== Problem to solve ==
Each entry must appear in the answer exactly as given.

Collection entries
--- START ---
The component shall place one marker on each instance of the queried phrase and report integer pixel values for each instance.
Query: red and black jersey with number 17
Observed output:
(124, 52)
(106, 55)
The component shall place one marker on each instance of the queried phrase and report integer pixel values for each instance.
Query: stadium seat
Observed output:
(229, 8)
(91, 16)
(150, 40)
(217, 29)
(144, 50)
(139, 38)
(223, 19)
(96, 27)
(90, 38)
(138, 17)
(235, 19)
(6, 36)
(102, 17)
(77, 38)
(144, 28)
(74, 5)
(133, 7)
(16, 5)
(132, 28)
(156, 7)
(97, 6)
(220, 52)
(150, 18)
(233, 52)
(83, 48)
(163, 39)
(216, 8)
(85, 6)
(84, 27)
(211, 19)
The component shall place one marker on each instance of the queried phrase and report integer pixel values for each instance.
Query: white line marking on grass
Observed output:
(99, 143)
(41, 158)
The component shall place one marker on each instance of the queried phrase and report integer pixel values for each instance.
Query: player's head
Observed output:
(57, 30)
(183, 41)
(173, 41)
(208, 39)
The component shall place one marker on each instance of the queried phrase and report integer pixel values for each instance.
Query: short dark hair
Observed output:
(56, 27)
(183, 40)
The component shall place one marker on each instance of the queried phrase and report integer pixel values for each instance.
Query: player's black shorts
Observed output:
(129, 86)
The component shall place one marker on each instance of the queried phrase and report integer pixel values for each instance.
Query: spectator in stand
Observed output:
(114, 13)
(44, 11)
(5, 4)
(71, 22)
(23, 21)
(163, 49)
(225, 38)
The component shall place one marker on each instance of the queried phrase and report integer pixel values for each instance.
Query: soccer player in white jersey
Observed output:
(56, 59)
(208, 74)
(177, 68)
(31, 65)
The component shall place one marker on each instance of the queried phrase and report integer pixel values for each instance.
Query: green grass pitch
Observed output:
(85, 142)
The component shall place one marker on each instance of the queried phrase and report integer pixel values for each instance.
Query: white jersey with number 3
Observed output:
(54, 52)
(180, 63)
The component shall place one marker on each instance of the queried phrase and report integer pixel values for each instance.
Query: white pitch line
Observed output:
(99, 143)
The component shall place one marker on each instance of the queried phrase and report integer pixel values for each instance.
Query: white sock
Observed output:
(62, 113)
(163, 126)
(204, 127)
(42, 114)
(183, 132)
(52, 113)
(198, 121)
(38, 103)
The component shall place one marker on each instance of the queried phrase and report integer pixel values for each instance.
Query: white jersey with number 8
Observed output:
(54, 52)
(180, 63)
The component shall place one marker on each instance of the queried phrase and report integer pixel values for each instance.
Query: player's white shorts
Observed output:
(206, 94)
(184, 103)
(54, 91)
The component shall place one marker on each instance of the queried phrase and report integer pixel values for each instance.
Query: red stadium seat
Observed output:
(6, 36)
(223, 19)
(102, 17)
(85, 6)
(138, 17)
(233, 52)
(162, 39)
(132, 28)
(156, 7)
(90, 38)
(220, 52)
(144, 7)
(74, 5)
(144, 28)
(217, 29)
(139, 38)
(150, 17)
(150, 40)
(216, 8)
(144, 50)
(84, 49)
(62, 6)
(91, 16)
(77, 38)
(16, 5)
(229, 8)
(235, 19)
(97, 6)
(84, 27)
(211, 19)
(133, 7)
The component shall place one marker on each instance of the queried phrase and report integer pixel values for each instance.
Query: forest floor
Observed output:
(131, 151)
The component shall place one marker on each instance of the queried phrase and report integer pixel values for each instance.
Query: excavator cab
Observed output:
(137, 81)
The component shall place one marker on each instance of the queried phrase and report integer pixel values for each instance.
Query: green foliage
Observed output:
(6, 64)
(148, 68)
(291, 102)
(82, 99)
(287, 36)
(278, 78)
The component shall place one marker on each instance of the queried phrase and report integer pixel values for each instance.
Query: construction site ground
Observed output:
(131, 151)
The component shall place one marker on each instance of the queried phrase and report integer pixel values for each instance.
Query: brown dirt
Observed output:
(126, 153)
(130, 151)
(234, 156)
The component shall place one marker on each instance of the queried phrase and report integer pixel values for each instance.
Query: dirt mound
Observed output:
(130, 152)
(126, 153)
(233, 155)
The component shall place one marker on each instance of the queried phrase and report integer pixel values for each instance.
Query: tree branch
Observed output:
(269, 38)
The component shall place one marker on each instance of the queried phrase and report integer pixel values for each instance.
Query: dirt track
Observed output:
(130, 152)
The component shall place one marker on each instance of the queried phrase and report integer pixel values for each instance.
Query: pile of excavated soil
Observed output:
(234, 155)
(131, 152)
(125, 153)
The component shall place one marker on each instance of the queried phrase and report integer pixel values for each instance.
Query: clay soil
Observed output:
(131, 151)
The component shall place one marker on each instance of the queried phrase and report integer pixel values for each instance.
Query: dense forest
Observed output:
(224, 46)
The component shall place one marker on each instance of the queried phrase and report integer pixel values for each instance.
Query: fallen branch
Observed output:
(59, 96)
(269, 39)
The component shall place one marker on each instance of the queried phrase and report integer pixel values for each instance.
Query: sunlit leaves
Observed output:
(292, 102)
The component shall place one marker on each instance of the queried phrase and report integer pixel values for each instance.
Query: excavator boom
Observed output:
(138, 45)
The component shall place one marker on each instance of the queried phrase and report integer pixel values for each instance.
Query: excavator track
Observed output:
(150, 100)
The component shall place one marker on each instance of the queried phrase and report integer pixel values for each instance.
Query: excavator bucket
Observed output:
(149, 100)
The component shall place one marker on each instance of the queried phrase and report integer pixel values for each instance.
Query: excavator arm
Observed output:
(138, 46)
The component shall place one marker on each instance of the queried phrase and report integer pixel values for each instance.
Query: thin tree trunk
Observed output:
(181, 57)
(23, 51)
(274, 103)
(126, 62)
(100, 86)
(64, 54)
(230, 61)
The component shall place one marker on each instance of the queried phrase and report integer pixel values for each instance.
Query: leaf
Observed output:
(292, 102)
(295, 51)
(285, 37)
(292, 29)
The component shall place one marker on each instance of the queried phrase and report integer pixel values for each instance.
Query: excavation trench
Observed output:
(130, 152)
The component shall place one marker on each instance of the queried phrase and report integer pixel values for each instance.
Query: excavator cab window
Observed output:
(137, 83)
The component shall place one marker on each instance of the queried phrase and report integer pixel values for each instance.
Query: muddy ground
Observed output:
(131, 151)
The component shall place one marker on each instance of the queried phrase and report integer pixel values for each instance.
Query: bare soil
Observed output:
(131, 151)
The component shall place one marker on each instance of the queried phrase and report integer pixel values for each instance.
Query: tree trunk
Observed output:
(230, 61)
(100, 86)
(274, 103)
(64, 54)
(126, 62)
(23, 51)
--- END ---
== Exercise output ==
The component shall place one marker on each instance of the queried phrase and report integer pixel values for each instance.
Query: red and black jersey with number 17
Observed output:
(124, 52)
(106, 55)
The component shall place one marker on each instance of the queried phrase and report integer pixel values for each instance.
Query: stadium seat
Observed output:
(229, 8)
(91, 16)
(150, 40)
(217, 29)
(144, 50)
(139, 38)
(223, 19)
(96, 27)
(90, 38)
(138, 17)
(235, 19)
(6, 36)
(102, 17)
(77, 38)
(144, 28)
(74, 5)
(133, 7)
(16, 5)
(132, 28)
(156, 7)
(97, 6)
(220, 52)
(150, 18)
(233, 52)
(83, 48)
(163, 39)
(216, 8)
(85, 6)
(84, 27)
(211, 19)
The component shall place one marker on each instance of the queried phrase and report integer pixel values for each instance.
Query: white line marking on grass
Observed output:
(99, 143)
(41, 158)
The component shall place one marker on each instance of the queried phrase and report integer pixel values for each instance.
Query: player's head
Observed output:
(57, 30)
(183, 41)
(173, 41)
(208, 39)
The component shall place one marker on each instance of the queried phrase and report integer pixel values for each instance.
Query: short dark hair
Observed output:
(56, 27)
(183, 40)
The component shall place one marker on each instance of the queried phrase and report integer pixel values for each instance.
Query: player's black shorts
Observed output:
(129, 86)
The component shall place one marker on each instance of the queried phrase and report integer pixel values for each instance.
Query: spectator in stand
Observed output:
(114, 13)
(44, 11)
(5, 4)
(71, 22)
(23, 21)
(163, 49)
(225, 38)
The component shall place one marker on each instance of the queried phrase and report integer pixel values for each instance.
Query: soccer player in white jersey
Observed output:
(56, 59)
(208, 74)
(177, 68)
(31, 65)
The component shall place one marker on each instance of the queried phrase and report integer pixel values for each instance.
Query: green grass pitch
Observed output:
(85, 142)
The component shall place one marker on each instance of the queried phrase and report integer pixel values for each instance.
Query: white jersey with number 3
Observed output:
(54, 52)
(180, 63)
The component shall place one marker on each instance of the queried phrase and report integer pixel values for each instance.
Query: white pitch line
Observed output:
(99, 143)
The component shall place one marker on each instance of the queried phrase and report integer pixel values for each instance.
Query: white sock
Observed output:
(62, 113)
(163, 126)
(204, 127)
(42, 114)
(183, 132)
(52, 113)
(198, 121)
(38, 103)
The component shall place one marker on each instance of the queried phrase and report integer pixel values for each instance.
Query: white jersey with number 8
Observed output:
(54, 52)
(180, 63)
The component shall place one marker on each instance of the queried phrase and report integer pixel values for each instance.
Query: player's white shorts
Observed output:
(206, 94)
(184, 103)
(54, 91)
The component shall place one marker on each instance of the queried phrase and report integer pixel values for each instance.
Query: red stadium seat
Observed output:
(6, 36)
(223, 19)
(102, 17)
(85, 6)
(138, 17)
(233, 52)
(162, 39)
(132, 28)
(156, 7)
(90, 38)
(220, 52)
(144, 7)
(74, 5)
(144, 28)
(217, 29)
(139, 38)
(150, 17)
(150, 40)
(216, 8)
(144, 50)
(84, 49)
(62, 6)
(91, 16)
(77, 38)
(16, 5)
(229, 8)
(235, 19)
(97, 6)
(84, 27)
(211, 19)
(133, 7)
The component shall place one marker on each instance of the queried phrase and report integer pixel values for each instance.
Query: forest floor
Observed output:
(131, 151)
The component shall place one marker on each instance of the queried phrase and report integer pixel values for each instance.
Query: excavator cab
Observed output:
(137, 81)
The component shall place one marker on each instance of the queried phrase and report integer pixel values for each instance.
Query: green foliage
Observed output:
(6, 64)
(148, 68)
(291, 102)
(82, 99)
(287, 36)
(278, 78)
The component shall place one marker on each instance of the queried phrase and report integer pixel values for each instance.
Query: construction site ground
Observed output:
(131, 151)
The component shall place one marker on each instance of the queried phrase and report integer pixel values for each instance.
Query: brown dirt
Observed output:
(126, 153)
(130, 151)
(234, 156)
The component shall place one marker on each instance of the queried phrase and report integer pixel values for each instance.
Query: dirt mound
Observed output:
(130, 152)
(126, 153)
(233, 155)
The component shall place one marker on each instance of the queried phrase and report integer pixel values for each instance.
Query: tree branch
Observed output:
(269, 38)
The component shall place one marker on each instance of the queried phrase and report integer pixel values for each instance.
Query: dirt track
Observed output:
(130, 152)
The component shall place one marker on each instance of the queried phrase and report integer pixel values for each instance.
Query: pile of excavated soil
Observed output:
(234, 155)
(131, 152)
(125, 153)
The component shall place one marker on each instance of the queried phrase and report integer pixel values for each instance.
Query: clay soil
Observed output:
(131, 151)
The component shall place one marker on each instance of the queried phrase and report integer pixel values for each instance.
Query: dense forest
Observed output:
(224, 46)
The component shall place one marker on each instance of the queried phrase and report integer pixel values for each instance.
Query: fallen branch
Observed output:
(59, 96)
(269, 39)
The component shall place one marker on each instance of the queried phrase and report integer pixel values for each instance.
Query: sunlit leaves
Observed output:
(292, 102)
The component shall place one marker on each instance of the queried phrase and report integer pixel values for each instance.
Query: excavator boom
Observed output:
(138, 45)
The component shall place one marker on each instance of the queried phrase and report integer pixel values for each instance.
Query: excavator track
Observed output:
(150, 100)
The component shall place one marker on each instance of the queried phrase and report integer pixel values for each instance.
Query: excavator bucket
Observed output:
(149, 100)
The component shall place one marker on each instance of the queried phrase and report integer pixel values for each instance.
Query: excavator arm
Observed output:
(138, 46)
The component shall place one marker on each instance of the queried phrase and report integer pixel values for each instance.
Query: thin tree trunk
Observed output:
(181, 57)
(23, 51)
(274, 103)
(126, 62)
(100, 86)
(64, 54)
(230, 61)
The component shall place one marker on each instance of the queried phrase and report integer pixel values for each instance.
Query: leaf
Observed output:
(292, 102)
(295, 51)
(285, 37)
(292, 29)
The component shall place one marker on each instance of the queried phrase and report integer pixel values for each instance.
Query: excavation trench
Observed output:
(130, 152)
The component shall place one marker on each instance of the queried phrase and report integer pixel values for each instance.
Query: excavator cab window
Observed output:
(137, 83)
The component shall place one marker on each instance of the queried phrase and report integer pixel values for each instance.
Query: muddy ground
Observed output:
(131, 151)
The component shall place one marker on each instance of the queried phrase and report integer pixel values for each instance.
Query: bare soil
Observed output:
(131, 151)
The component shall place one marker on each instance of the queried phrase and report integer pixel values for each instance.
Query: tree trunk
Observed output:
(230, 61)
(100, 86)
(274, 103)
(64, 54)
(126, 62)
(23, 51)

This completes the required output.